Aufgaben:
A. Wer gestaltet laut dem Bericht über walking2nature die Wanderungen in und um Saarbrücken?
B. Welche Themen nennt der Bericht über walking2nature im ersten Satz im Zusammenhang mit den Wanderungen? Zähle alle auf.
C. Führe den Bericht über walking2nature im Anschluss an seinen letzten Satz fort.

Textauszug:
Stressbewältigung, Entspannung, Historisches und Kulturelles – mit „walking2nature“ machen Béatrice Deimel und Jens Holtzmann in und um Saarbrücken Wanderungen zu einem ganz besonderen Erlebnis. FORUM-Autorin Dorothee Wendel hat es ausprobiert.

Es ist Mittagszeit, ich stehe am Nord-Eingang des Deutsch-Französischen Gartens im Deutschmühlental und schaue mich um. Hier war ich schon lange nicht mehr. Mein Blick fällt sofort auf die Wasserfontäne, die sich in das glitzernde Wasser ergießt. Der Wind spielt mit dem Wasser von Fontäne und Weiher – alleine dieser Anblick wirkt erfrischend. Es sind an diesem Freitagmittag nur wenig Spaziergänger unterwegs; ein paar Kinder kabbeln sich um einen Roller.

Einträge:

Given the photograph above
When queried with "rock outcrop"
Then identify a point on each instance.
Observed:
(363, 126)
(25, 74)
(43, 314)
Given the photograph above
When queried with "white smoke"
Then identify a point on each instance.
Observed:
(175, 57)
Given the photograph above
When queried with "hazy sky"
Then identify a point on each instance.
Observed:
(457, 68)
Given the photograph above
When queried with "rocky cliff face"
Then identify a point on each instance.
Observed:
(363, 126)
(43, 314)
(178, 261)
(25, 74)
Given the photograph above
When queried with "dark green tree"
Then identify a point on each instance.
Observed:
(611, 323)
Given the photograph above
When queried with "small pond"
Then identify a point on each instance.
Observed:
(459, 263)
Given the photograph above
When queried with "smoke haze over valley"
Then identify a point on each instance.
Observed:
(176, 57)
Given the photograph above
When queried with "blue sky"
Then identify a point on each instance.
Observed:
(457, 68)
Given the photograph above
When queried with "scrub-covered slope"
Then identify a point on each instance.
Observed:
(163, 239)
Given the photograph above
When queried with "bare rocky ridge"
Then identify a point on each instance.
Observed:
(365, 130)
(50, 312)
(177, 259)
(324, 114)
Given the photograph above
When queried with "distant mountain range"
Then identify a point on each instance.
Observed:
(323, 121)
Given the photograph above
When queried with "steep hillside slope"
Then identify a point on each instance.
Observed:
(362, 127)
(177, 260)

Antworten:
A. Béatrice Deimel und Jens Holtzmann.

B. Stressbewältigung, Entspannung, Historisches, Kulturelles

C.
Während der erste Termin der Gesundheitswanderung im April buchstäblich ins Wasser fiel, gibt es heute einen wolkenlosen Himmel. Die Temperatur ist ideal für Bewegung an der frischen Luft. Eine Flasche Wasser, wie im Anschreiben zur Wanderung empfohlen, habe ich dabei.
Da kommen zwei Radler zielstrebig auf die Fahrradständer zu und blicken sich ebenfalls erwartungsvoll um. Beide sind in einem blauen Dress gekleidet, kurze Hose, kurzärmliges Shirt, blaue Fahrradhelme, beide sind sportlich drahtig und strahlen beste Laune aus: Béatrice Deimel und Jens Holtzmann, zertifizierte DWV-Wanderführer (Deutscher Wanderverband) und Gesundheitswanderführer. Sie haben sich Saarbrücken schwerpunktmäßig als ihren „Tatort“ auserkoren. Mit ihren gesundheitsfördernden Angeboten liegen sie im Trend und sind die ersten ihrer Art in der Landeshauptstadt des Saarlandes.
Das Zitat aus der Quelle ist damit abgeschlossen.